* begin Input rows *
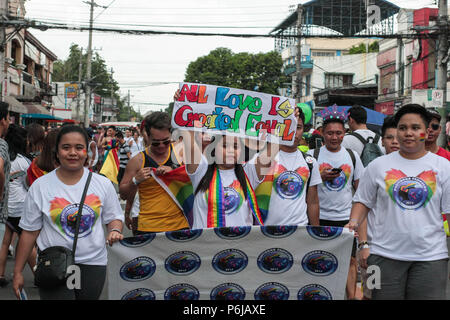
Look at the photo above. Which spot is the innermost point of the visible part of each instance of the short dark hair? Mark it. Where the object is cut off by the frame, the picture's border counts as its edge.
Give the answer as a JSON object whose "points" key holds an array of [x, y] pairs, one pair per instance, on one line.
{"points": [[358, 113], [388, 123], [332, 120], [434, 115], [301, 115], [158, 120], [413, 108], [4, 110]]}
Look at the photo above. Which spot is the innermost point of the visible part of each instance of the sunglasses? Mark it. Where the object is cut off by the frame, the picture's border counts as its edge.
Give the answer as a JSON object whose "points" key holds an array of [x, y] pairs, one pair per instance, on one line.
{"points": [[434, 126], [158, 143]]}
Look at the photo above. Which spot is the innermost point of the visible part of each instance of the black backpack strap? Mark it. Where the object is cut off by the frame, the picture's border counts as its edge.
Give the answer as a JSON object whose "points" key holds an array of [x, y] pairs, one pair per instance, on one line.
{"points": [[352, 155], [360, 137]]}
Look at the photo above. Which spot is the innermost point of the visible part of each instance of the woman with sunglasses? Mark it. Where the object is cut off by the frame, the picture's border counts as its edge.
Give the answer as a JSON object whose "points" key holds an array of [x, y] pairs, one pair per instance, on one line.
{"points": [[158, 212], [49, 209]]}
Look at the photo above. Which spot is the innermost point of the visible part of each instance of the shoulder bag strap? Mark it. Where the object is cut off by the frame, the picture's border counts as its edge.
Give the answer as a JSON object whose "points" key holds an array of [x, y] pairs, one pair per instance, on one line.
{"points": [[80, 209]]}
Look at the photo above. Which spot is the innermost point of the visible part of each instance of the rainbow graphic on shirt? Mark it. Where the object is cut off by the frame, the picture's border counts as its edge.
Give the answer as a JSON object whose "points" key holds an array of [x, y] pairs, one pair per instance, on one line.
{"points": [[410, 193], [288, 185], [338, 183], [179, 187], [63, 214]]}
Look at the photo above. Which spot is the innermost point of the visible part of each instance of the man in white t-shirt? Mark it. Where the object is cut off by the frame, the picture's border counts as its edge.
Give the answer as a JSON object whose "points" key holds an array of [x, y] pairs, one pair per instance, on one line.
{"points": [[407, 190], [340, 170], [357, 118], [289, 196]]}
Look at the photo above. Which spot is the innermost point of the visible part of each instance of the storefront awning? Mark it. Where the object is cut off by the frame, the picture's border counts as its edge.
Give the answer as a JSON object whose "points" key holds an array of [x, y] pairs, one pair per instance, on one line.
* end Input rows *
#### [Problem requirements]
Please repeat every one of the rows above verbatim, leaving the pictures out.

#### [Result of this task]
Look at the photo above. Which spot is the innermost point of the visible part of each instance of the short dark hair? Mark it. Where the object is cut off by the frame, the picture's border counts as its edge.
Give the answer as a JSON object whose "points" key holds an array of [x, y] pairs, one pair per instance, on one line.
{"points": [[358, 113], [388, 123], [332, 120], [434, 115], [301, 115], [158, 120], [413, 108], [4, 110]]}
Look at the photo above. Which spot is the innermost point of the visible part of each instance of the sunglasses? Mark it. Where the object is cut off by the frame, the picture's border counts as its edge.
Give the answer as a JSON object whose "points" key holds an array of [x, y] pairs, one pair per instance, on one line.
{"points": [[434, 126], [158, 143]]}
Look at the photo above. Which spot is the innermost point of the visible part of each instance of the black backpack strap? Mark it. Where the object is cut off by the frame, the picture's border counts as its edge.
Give the answer as a JSON object whose "points" key holds an array of [x, y] pairs, one pair per instance, on one line.
{"points": [[352, 155], [360, 137]]}
Look at the photo above. Which spot is the innermost point of the visible part of each instance of the woman with sunglasses? Mark it. Where the object is cut off by the frame, the picture's border counts as its edge.
Give the answer as a JSON object whose "points" key holds an array of [x, y] pairs, one pair per instance, on one line.
{"points": [[158, 212], [49, 209]]}
Look at the photo above. Which spot is the innermost point of the visible part of each instance of the shoulder bag strap? Mark it. Where the object is cut off by the frame, the picture's border counts as its edge.
Give the answer as a JSON object whose "points" key holds an array of [x, y] pairs, one pair per instance, on one line.
{"points": [[80, 209]]}
Look at the photo above. Which spot is the innermost point of the visible part of each instance of the rainbow graphic on shirt? Mark it. Where the object is cut off by the frame, the picture's border counts as its edge.
Give the answer as a JSON object whose "points" key holds an array of [x, y] pairs, one pair per instance, on one line.
{"points": [[410, 193], [288, 185], [338, 183], [179, 187], [63, 214]]}
Look at the photo above. Which spot is the innermost point of the visible part of each instance of the man in white t-shirt? Mark it. Where the object is cut off by the frame, the picture's border counts as its edge.
Give the answer as a JSON object whose "points" key holds an array of [x, y] pairs, one pair per instance, on one line.
{"points": [[407, 190], [340, 170], [357, 118], [289, 196]]}
Look at the photo above. Which spot is the innermost point of the visible part of each instance of the storefront awning? Mark it. Where the object is cut off by the frame, the picture's border counts as its edge.
Give the answer as a JSON object whose "points" key holds an array of [x, y] pairs, one pair per instance, on one line.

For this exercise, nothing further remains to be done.